GOAL OF THE EXERCISE: Go through the lines below and copy each one that holds the string "tennis".

=====

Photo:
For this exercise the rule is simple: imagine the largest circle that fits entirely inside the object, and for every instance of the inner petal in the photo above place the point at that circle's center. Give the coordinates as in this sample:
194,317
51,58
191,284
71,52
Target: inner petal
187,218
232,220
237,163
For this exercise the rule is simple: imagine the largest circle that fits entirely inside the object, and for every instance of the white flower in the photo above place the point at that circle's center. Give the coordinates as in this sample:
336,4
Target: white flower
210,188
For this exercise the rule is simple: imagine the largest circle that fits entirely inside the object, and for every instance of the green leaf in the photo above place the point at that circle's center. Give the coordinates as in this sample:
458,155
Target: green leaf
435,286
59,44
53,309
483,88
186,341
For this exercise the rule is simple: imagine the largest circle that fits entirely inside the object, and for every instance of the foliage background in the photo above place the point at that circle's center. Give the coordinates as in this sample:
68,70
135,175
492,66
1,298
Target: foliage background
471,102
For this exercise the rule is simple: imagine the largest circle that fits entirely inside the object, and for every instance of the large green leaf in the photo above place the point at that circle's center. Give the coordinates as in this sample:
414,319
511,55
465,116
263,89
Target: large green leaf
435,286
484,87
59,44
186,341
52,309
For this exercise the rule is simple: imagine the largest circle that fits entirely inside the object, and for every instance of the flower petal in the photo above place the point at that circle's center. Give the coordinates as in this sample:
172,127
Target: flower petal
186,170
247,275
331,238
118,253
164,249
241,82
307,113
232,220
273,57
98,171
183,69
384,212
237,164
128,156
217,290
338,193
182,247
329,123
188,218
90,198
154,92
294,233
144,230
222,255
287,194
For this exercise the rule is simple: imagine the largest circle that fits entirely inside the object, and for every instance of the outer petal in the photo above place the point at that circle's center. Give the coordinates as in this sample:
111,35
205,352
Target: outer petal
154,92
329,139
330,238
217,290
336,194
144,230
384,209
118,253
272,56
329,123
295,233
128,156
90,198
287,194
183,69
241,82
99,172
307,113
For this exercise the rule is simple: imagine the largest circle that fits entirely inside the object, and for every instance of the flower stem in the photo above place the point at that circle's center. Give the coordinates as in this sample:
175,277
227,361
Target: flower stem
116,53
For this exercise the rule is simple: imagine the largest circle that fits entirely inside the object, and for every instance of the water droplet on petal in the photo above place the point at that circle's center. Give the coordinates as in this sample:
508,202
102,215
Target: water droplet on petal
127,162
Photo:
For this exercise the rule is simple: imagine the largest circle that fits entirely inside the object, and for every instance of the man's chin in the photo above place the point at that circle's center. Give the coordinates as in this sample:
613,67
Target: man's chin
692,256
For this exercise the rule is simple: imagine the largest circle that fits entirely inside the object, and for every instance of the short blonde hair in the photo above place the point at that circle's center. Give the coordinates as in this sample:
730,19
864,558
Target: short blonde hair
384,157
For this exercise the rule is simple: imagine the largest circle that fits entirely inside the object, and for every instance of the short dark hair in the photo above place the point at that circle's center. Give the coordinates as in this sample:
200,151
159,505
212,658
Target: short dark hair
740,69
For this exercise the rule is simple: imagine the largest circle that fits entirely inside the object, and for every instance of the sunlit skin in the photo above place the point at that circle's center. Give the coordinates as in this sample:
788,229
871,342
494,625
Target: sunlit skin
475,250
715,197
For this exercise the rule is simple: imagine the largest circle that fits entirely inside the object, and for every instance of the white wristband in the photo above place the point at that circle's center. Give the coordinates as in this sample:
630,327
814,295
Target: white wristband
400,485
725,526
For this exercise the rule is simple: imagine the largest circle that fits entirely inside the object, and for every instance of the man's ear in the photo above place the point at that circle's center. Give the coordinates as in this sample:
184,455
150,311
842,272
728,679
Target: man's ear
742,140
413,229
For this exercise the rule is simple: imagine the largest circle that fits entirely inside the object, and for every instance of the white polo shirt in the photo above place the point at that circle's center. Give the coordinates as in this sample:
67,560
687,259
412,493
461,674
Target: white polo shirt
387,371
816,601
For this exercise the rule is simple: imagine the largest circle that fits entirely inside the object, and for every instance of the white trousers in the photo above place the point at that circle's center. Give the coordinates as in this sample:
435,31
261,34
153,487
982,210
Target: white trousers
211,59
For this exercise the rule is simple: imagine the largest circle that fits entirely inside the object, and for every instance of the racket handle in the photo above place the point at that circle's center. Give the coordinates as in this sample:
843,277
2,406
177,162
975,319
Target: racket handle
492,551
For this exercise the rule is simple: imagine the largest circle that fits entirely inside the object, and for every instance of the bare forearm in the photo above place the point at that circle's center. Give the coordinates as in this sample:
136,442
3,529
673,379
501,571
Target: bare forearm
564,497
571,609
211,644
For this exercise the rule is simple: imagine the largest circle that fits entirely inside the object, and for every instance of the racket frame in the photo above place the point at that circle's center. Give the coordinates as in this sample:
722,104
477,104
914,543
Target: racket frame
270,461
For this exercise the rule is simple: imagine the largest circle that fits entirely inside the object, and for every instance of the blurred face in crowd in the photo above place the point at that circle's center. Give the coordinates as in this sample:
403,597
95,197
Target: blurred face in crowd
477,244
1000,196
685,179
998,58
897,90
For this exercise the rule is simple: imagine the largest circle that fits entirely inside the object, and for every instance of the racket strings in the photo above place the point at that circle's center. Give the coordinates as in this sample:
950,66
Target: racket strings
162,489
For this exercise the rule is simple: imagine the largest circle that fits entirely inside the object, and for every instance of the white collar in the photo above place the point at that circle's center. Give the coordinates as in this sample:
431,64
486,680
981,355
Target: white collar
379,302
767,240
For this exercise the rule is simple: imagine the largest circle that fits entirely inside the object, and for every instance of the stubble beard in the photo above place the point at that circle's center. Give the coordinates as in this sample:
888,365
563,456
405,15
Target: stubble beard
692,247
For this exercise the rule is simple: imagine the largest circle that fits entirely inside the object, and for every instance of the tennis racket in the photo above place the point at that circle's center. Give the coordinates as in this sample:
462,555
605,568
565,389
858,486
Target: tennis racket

=====

ANSWER BOX:
For this exercise the rule is simple: imagine the largest circle that fits entirely inside the object, and for every instance of the tennis racket in the photo above place the point at that circle's center. Give the coordinates as in this sample:
Target: tennis racket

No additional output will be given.